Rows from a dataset

==========

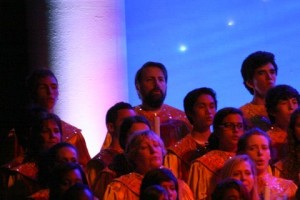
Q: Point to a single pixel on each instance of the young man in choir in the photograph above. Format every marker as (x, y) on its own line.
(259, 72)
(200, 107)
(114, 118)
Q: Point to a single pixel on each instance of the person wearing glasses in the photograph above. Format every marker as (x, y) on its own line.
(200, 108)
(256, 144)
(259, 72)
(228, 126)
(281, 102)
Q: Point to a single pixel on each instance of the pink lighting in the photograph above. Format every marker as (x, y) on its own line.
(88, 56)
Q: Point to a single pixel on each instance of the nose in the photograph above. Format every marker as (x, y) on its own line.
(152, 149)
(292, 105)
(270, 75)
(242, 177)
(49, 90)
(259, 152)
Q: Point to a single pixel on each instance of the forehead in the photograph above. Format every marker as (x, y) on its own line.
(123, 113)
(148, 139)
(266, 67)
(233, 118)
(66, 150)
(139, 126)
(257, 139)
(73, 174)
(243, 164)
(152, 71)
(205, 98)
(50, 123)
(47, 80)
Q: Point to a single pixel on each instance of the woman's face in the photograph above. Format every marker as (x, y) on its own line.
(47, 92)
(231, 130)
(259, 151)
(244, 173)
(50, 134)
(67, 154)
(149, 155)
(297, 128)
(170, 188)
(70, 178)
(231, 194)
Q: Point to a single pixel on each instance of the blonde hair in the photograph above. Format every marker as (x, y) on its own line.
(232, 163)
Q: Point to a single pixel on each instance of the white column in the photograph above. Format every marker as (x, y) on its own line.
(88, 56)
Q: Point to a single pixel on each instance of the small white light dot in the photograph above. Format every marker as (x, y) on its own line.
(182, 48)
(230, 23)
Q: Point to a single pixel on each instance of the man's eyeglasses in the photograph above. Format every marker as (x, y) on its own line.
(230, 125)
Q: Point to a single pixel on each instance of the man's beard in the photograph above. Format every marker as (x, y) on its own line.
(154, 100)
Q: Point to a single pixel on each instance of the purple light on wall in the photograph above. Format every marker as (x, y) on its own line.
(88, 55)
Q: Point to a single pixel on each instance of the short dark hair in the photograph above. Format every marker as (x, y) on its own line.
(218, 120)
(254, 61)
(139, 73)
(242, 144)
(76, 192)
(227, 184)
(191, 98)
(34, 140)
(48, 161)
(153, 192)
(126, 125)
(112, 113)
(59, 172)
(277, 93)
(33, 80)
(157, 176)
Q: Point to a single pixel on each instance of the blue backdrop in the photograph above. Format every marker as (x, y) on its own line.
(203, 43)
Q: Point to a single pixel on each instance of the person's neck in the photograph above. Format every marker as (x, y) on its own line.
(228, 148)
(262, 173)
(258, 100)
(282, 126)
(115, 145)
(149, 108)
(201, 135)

==========

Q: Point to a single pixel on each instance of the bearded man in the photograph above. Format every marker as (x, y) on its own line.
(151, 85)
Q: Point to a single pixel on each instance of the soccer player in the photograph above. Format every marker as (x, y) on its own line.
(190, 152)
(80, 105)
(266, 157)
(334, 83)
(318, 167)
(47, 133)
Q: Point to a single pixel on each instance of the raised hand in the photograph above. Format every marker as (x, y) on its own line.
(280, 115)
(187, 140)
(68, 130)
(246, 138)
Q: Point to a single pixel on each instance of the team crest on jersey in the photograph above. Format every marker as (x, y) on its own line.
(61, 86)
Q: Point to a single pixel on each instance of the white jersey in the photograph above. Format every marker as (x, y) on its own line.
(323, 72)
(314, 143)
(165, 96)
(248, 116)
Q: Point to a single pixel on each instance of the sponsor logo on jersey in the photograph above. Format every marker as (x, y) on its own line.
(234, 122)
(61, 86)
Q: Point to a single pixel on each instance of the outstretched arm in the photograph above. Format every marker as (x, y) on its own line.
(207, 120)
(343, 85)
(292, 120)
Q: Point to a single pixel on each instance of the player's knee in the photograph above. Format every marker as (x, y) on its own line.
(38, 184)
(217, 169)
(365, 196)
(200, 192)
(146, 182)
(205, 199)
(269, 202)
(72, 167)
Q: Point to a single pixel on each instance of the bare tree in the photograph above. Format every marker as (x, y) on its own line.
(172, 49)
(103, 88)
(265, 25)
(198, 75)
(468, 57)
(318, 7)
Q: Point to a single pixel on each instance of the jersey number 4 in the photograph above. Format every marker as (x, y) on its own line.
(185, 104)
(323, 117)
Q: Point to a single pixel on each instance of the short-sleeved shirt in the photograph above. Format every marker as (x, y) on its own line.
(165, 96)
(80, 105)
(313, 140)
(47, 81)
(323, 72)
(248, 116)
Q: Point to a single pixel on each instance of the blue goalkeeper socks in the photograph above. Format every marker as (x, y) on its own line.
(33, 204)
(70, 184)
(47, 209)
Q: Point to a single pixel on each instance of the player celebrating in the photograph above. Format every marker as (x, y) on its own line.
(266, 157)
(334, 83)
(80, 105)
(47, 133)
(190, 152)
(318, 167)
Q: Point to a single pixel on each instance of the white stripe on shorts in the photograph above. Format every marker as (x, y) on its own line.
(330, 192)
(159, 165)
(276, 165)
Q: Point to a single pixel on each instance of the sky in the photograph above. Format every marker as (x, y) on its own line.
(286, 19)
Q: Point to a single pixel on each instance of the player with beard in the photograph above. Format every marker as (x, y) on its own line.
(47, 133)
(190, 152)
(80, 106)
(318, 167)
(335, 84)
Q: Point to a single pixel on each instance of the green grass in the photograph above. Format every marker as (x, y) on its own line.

==========

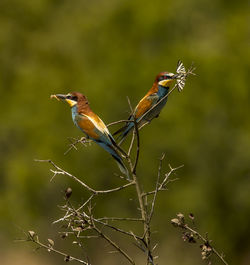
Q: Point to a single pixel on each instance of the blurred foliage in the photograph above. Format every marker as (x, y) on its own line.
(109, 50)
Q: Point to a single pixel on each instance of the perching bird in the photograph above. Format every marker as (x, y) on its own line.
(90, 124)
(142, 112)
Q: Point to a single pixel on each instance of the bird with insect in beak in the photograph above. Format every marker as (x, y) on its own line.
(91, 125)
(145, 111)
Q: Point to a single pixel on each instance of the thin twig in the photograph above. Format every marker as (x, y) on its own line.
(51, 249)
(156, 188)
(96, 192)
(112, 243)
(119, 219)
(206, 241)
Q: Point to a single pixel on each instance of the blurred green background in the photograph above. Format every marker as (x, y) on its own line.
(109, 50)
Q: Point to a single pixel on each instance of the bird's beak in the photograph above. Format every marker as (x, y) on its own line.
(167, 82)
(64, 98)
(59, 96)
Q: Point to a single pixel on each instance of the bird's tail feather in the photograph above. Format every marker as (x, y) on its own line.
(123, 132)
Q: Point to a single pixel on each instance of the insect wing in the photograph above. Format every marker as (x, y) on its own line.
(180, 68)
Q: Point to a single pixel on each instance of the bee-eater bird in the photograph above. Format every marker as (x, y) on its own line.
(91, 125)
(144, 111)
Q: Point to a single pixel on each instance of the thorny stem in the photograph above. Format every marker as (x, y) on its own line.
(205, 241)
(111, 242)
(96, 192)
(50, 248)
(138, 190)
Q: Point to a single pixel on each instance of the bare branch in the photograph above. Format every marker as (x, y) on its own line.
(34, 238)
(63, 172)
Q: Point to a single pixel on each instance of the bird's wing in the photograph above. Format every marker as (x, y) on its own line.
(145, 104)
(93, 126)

==========

**TASK GOAL:**
Gather every line of the records above that contains the word "wing" and list those lines in the order they appear.

**ANSWER TO THE PROBLEM:**
Q: Point to a single pixel on each instance of the insect wing in the photograph above. Format every marker as (x, y) on its own line.
Q: Point to a single pixel on each instance of the bird's wing in the photograph above. Format every marker as (x, y) on its own line.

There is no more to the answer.